__INFORMATION SUPPLIED__
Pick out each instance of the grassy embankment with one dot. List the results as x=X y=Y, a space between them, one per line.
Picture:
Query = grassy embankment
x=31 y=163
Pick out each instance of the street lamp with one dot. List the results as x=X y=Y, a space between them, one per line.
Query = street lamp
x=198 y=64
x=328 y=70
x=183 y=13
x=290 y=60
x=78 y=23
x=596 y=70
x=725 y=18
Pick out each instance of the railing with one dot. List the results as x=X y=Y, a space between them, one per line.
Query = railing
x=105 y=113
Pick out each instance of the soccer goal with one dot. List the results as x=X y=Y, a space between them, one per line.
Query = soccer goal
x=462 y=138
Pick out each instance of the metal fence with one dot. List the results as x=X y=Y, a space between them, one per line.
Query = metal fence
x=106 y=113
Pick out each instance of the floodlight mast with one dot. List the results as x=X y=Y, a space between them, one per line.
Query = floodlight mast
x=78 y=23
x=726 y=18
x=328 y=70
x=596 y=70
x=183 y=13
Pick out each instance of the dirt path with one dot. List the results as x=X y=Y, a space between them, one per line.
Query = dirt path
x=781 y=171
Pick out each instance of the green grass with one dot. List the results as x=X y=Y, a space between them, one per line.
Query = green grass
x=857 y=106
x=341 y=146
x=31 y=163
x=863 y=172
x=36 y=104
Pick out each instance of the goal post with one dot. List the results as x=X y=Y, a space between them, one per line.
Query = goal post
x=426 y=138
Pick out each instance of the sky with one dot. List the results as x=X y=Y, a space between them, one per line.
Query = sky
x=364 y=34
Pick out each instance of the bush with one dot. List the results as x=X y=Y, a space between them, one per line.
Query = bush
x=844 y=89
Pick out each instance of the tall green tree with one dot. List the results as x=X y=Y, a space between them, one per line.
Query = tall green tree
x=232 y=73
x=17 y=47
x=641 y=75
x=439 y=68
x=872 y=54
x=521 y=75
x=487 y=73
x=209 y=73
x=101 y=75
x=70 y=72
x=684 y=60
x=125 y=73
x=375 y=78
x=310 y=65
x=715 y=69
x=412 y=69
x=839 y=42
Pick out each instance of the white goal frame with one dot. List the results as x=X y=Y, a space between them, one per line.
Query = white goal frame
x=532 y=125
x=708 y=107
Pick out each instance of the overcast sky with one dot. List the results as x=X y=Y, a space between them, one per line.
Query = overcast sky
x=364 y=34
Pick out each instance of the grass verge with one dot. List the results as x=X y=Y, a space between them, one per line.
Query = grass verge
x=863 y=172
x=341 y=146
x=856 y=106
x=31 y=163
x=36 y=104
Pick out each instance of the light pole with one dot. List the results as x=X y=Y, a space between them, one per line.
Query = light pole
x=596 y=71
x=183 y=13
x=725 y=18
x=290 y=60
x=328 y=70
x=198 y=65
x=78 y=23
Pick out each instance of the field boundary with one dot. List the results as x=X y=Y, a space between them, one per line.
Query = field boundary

__EXERCISE DETAILS__
Reproduce only the lines between the line containing "Pick out each instance of the bush" and the last line of the records, those two lines included, exactly.

__RESPONSE BELOW__
Pick out each instance of the bush with one dot. List the results as x=X y=Y, a space between them, one per line.
Query = bush
x=844 y=89
Pick out each instance of the tall green tree with one dot. List the results as x=X y=Y, a space between them, one per line.
Query = tall green tree
x=232 y=73
x=17 y=47
x=641 y=75
x=439 y=68
x=872 y=54
x=521 y=75
x=487 y=73
x=209 y=73
x=101 y=75
x=70 y=72
x=684 y=60
x=125 y=73
x=375 y=78
x=310 y=65
x=715 y=69
x=412 y=69
x=839 y=42
Pick out each instance of the white goal frame with one dot. List the results as x=X y=Y, a space between them, one per line.
Query = white goal frame
x=532 y=125
x=708 y=107
Pick out each instance of the overcast sky with one dot. List the results as x=X y=Y, a space between them, one per line.
Query = overcast sky
x=364 y=34
Pick out each instance of the grass verge with one dot. List the results as x=X y=Y, a space between them, one per line.
Query = grass verge
x=863 y=172
x=341 y=146
x=856 y=106
x=31 y=163
x=36 y=104
Pick out each instance of the light pole with one dot. List the results as x=X y=Y, a space between them, one per line.
Query = light pole
x=596 y=71
x=183 y=13
x=725 y=18
x=290 y=60
x=328 y=70
x=198 y=65
x=78 y=23
Pick out each instance of the field boundary with one dot. List the results as x=X y=Y, a space between them, one per line.
Query = field boundary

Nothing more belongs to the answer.